>> start SOURCE TEXT

An innovative project has been proposed by Axel de Stampa and Sylvain Macaux, dubbed “Casa Futebol,” that will aim to transform Brazil’s World Cup stadiums, and intends to renovate the stadiums in a way that will help the growing deficit of housing for Brazilians. The stadiums will continue to be used to host various soccer matches, but their seats will be partially replaced by prefabricated housing, and the outside facade will be colonized.
The plan proposes that modular housing units be installed between concrete pylons and stacked around the stadium’s perimeter, which will help to make the most use of the space that is not being used. The architects plan to keep the stadium active for games and will use the revenue that is generated to help them continue maintenance on the residential units.

>> end SOURCE TEXT
>> start SUPPLIED MATERIAL

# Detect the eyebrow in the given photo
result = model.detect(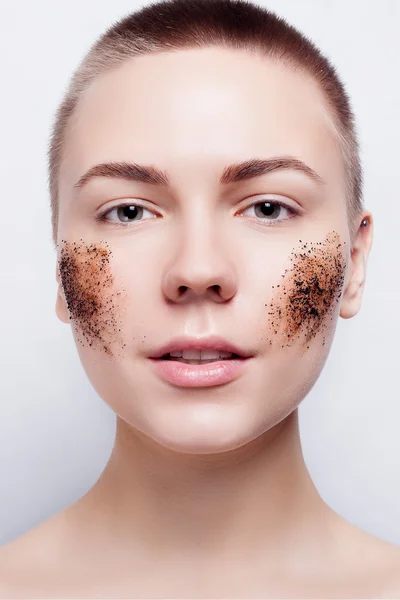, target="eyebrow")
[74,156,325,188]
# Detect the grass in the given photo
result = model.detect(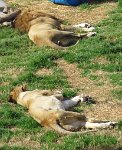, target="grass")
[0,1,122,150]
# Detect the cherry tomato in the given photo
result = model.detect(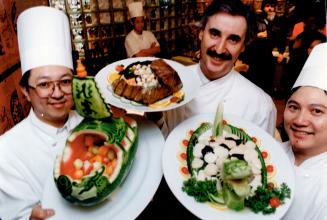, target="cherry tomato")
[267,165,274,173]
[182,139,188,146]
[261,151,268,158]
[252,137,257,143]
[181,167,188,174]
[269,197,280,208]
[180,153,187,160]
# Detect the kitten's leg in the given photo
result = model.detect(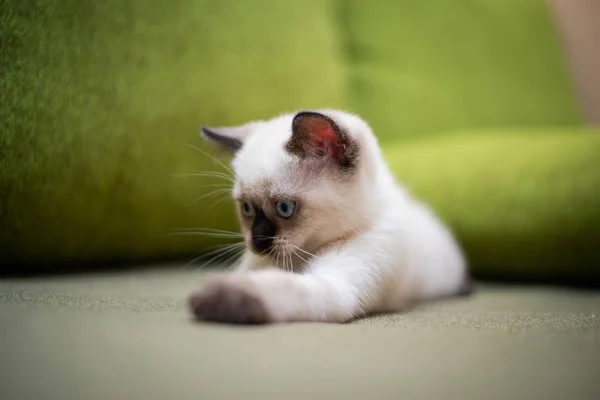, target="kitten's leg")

>> end SUPPLIED MATERIAL

#### WHAT YOU NEED TO DO:
Continue the article about the Casa Futebol proposal to put housing in Brazil's World Cup stadiums, starting after its last sentence.

#### TASK RESPONSE:
“The project covers 12 Brazilian stadiums,… There are actually six stadiums where we can colonize the exterior facade. Five of these have an exterior structure composed of concrete and metal columns separated by seven or eight meters (23 to 26 ft). We just have to insert pre-fabricated housing using the existing structures... The project is based on modular pre-fabricated houses, so the only thing that changes is the implantation of the houses.” says Stampa.
It is estimated that if all 12 stadiums are successfully converted, the stadiums could easily house between 1,500 and 2,000 people each, a total of approximately 20,000 people. This stadium recycling proposal is part of a ‘1 week 1 project’ architecture assignment. For the project, Stampa and Macaux endeavor to produce spontaneous architecture projects every week for one year. While there are no concrete plans as of yet to implement the stadium changes, the pair hopes that their vision inspires others to think of similar socially conscious alternatives, and push for their implementation.
Aside from illuminating the best in soccer, the recent World Cup games in Brazil also helped to highlight the gulf between the rich and poor within the nation. While many were eager for the sporting events to take place, many within the region and around the world were put-off by the obscene amount of money that they saw as wasted on the event.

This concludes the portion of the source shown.